Exercise task =>
Return every line in the rows below that contains the string "query", copying each such line in full.
══════════
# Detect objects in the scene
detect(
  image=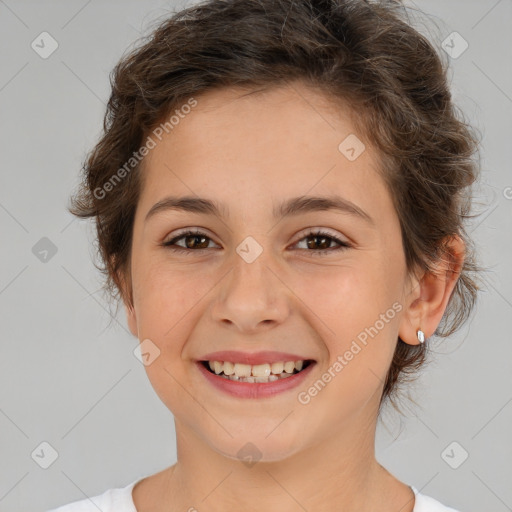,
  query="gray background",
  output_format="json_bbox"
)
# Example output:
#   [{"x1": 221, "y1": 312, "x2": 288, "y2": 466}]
══════════
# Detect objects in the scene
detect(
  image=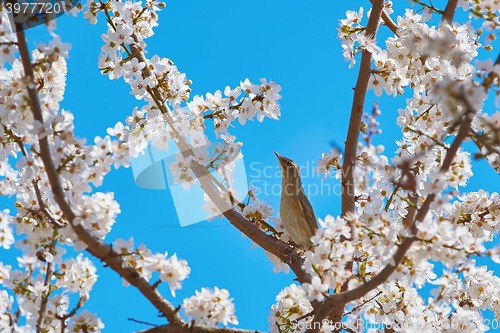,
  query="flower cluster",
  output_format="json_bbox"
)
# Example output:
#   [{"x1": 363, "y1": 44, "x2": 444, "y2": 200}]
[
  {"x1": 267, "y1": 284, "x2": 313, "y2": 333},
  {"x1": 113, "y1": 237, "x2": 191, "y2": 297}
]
══════════
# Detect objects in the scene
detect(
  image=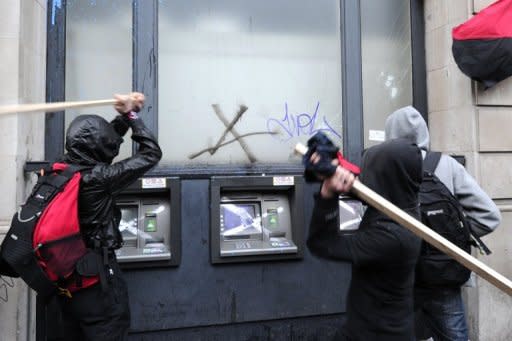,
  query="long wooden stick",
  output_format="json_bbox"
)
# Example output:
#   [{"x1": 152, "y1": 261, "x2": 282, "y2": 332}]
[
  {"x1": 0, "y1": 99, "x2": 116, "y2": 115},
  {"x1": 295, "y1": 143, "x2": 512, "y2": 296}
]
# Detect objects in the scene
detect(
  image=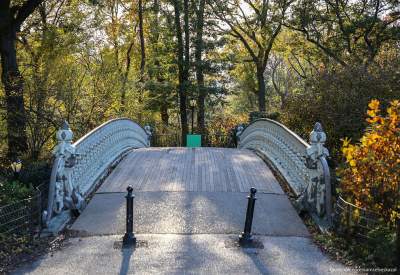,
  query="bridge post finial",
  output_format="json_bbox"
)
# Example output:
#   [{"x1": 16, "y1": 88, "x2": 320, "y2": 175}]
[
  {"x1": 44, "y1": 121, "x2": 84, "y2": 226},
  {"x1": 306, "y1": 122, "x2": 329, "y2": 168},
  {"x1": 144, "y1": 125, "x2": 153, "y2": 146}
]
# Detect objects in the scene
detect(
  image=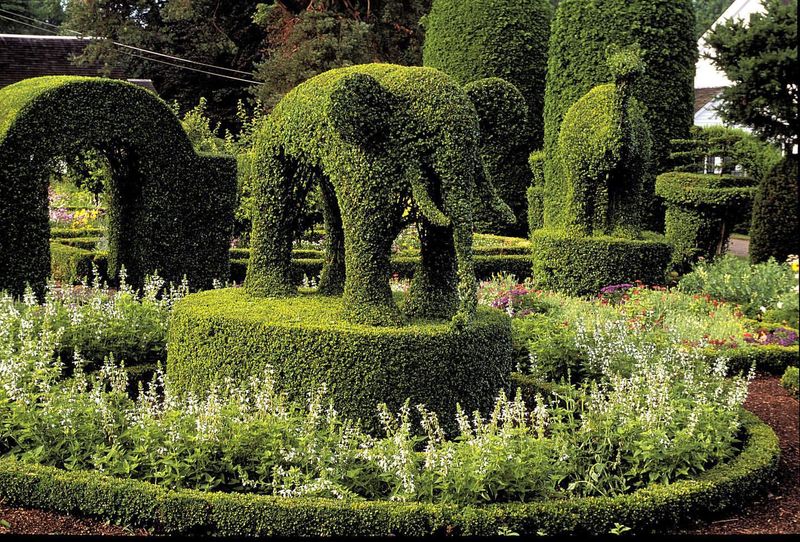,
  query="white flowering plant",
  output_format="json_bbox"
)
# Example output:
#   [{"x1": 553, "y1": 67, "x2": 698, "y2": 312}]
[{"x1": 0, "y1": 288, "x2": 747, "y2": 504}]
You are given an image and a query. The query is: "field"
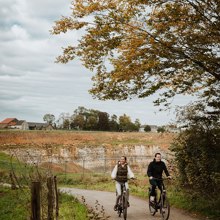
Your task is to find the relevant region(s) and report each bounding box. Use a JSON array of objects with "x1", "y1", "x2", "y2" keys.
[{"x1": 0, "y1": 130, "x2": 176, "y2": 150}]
══════════
Correct output =>
  query="gray background",
  query="flower cluster",
  query="long wooden stick",
  query="bridge post finial",
  query="white flowering plant",
You are given an image and a query. The query is: "field"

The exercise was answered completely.